It’s a style born from a commitment to service and
a belief that, in a highly competitive brand-building
world, a greater degree of old-school kindness and respect
will often win the day.

And Ponturo has seen more winning days than just
about anybody in his business. Leading the in-house
team charged with building Bud Light to compete with
Miller Lite beginning in 1982, Ponturo presided over
deals that forever turned A-B into the quintessential
Super Bowl commercial brand, from the creation of
the Bud Bowl (pitting animated teams of Bud and Bud
Light bottles against each other on the gridiron) to the
airing of some of television’s most anticipated annual
ads. With Ponturo quarterbacking the team, A-B also orchestrated
official beer sponsorships with Major League
Baseball, the National Basketball Association, the National
Hockey League, Major League Soccer and NASCAR,
as well as a host of international deals. By wisely
managing more than $700 million annually in broadcast
and cable buys, Ponturo frequently turned ground-floor
opportunities into long-term victories.

“Tony Ponturo understood the business of sports marketing
as well as any human I’ve known,” says MLB
Commissioner Bud Selig. “His impact on the business
of sports and marketing is enormous. Should he be in the
B&C Hall of Fame? I’d say that’s an unequivocal yes.”

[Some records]

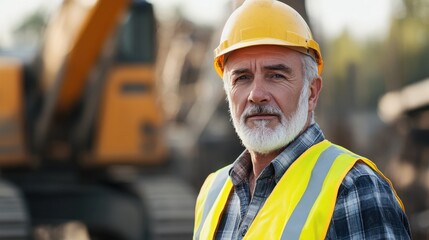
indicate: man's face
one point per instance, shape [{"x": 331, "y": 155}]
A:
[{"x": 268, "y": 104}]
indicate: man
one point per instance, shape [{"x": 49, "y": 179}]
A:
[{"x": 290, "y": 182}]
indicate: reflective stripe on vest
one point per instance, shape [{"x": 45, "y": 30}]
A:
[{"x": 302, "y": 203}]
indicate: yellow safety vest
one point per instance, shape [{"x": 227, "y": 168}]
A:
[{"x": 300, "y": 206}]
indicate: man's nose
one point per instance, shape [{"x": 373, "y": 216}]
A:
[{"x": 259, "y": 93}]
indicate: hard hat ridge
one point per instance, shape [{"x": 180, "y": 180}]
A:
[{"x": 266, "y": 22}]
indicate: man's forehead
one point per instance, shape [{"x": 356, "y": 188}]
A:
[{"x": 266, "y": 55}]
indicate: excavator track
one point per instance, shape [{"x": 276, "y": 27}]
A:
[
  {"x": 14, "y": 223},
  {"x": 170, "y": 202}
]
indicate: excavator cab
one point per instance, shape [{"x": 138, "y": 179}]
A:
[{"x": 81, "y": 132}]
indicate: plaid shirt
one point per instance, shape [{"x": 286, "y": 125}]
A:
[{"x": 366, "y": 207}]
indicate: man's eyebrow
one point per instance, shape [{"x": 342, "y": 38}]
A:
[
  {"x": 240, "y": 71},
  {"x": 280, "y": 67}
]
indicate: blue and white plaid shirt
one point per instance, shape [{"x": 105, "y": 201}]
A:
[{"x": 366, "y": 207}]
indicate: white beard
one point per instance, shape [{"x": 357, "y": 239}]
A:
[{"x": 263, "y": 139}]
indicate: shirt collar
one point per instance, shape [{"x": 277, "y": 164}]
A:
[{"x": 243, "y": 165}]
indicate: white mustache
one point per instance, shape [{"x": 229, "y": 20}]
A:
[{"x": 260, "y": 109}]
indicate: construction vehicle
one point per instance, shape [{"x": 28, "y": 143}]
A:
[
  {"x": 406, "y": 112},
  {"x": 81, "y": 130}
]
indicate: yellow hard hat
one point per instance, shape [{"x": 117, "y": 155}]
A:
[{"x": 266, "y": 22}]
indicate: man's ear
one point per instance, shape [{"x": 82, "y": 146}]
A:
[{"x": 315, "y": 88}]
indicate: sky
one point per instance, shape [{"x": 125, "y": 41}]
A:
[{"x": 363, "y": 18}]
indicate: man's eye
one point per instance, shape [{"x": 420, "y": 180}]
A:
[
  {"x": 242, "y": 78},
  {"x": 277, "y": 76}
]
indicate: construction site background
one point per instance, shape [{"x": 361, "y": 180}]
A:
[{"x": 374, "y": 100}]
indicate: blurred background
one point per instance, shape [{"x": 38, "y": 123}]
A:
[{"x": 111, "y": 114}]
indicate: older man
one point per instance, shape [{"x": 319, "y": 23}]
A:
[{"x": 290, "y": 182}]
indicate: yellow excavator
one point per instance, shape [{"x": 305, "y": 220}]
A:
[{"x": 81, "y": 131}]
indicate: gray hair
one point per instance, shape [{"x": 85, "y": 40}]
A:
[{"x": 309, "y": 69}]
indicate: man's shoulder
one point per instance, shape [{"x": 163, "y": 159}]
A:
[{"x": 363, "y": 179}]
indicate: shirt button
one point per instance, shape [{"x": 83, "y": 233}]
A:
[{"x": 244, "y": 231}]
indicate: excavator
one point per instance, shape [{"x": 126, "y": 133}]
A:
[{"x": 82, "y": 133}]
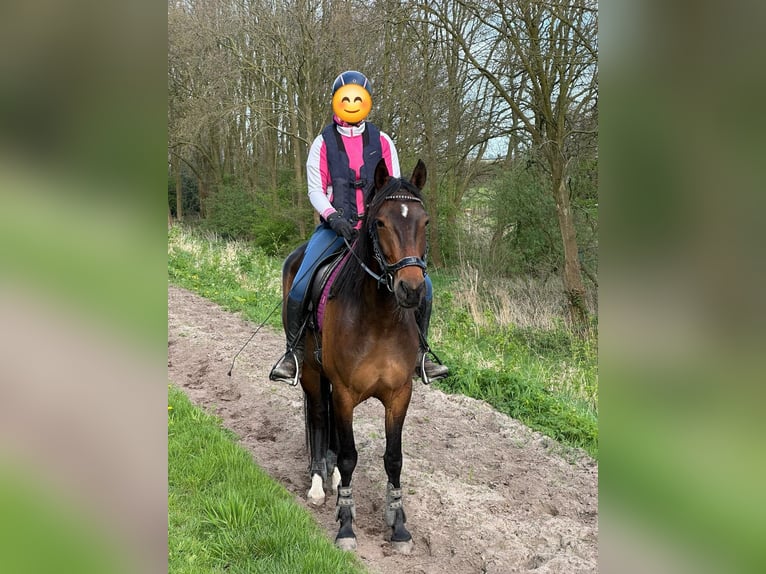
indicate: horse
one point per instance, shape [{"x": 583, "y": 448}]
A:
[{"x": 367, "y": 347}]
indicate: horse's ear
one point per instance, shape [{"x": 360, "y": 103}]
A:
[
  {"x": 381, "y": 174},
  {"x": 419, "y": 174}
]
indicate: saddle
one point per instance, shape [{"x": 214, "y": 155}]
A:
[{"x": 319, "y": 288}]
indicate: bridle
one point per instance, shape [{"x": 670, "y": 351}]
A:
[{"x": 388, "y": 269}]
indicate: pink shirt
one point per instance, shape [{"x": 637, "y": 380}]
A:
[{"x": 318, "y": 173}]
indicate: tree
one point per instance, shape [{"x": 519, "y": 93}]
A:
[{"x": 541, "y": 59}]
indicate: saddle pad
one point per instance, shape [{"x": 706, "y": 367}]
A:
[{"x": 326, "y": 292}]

_Tasks_.
1 > Answer these questions using the Ponturo profile:
(a) Which beer was Bud Light built to compete with beginning in 1982?
(b) How much did Ponturo manage annually in broadcast and cable buys?
(c) Who is quoted calling Ponturo's impact on sports and marketing enormous?
2 > From the Ponturo profile, extract the passage starting at "It’s a style" and ending at "win the day.".
3 > Continue the Ponturo profile from the point where it stops.
The records have nothing to do with the Ponturo profile.

_Results for each task_.
1 >
(a) Miller Lite
(b) More than $700 million
(c) MLB Commissioner Bud Selig

2 >
It’s a style born from a commitment to service and
a belief that, in a highly competitive brand-building
world, a greater degree of old-school kindness and respect
will often win the day.

3 >
Ponturo’s determination for such success was established
when he started at A-B after six years in the New
York advertising business. Anheuser-Busch CEO August
Busch III set the tone, and threw down a gauntlet
when he announced to his A-B branding team his desire
to best Miller Lite in the market.

“There was an amazing competitive spirit that started
at the top, and you came to
work every day a little bit with
a bayonet in your mouth,” Ponturo
recalls. “You wanted to
win, you wanted to do well. We
were proud of what we were
accomplishing, and the energy
in the building was never to be
satisfied. And we were fortunate
that we had amazing consistency
with the people in our company,
so you had that team that
worked together and didn’t get
distracted by the new kid on the
block that had a different way of
doing things. We just stayed to
our knitting and the consistency
gave us a step up on the process
and it proved out.”

Ponturo may have been at his best beginning in the
mid-1980s, when the rights to air the Super Bowl were
traded annually between CBS, NBC and ABC. In each
negotiation—continuing in the early 1990s, when Fox
intercepted CBS’ NFL rights—Ponturo came to view
the big game as a linchpin of much grander deals.

“The networks were not gonna sell [the Super Bowl]
at isolation,” he recalls. “And that led to these amazing
multi-year, multi-sport deals. In a 30-day period of time
we would have locked up three or four networks’ Super
Bowls over five years, as well as their NFL football,
their NASCAR, their baseball, their college football,
all-encompassing packages. And because the deals had
such girth, we also had very reasonable inflation points
each year. So we really created in many respects our
own upfront, locking up not only the Super Bowl but
all the major sports properties.”

The deals were often—to use another sports metaphor —red zone-like skirmishes with pride and profit
very much at stake. By keeping both his cool and his
belief that everybody deserves a piece of the win, he and
A-B’s business continued to thrive and grow.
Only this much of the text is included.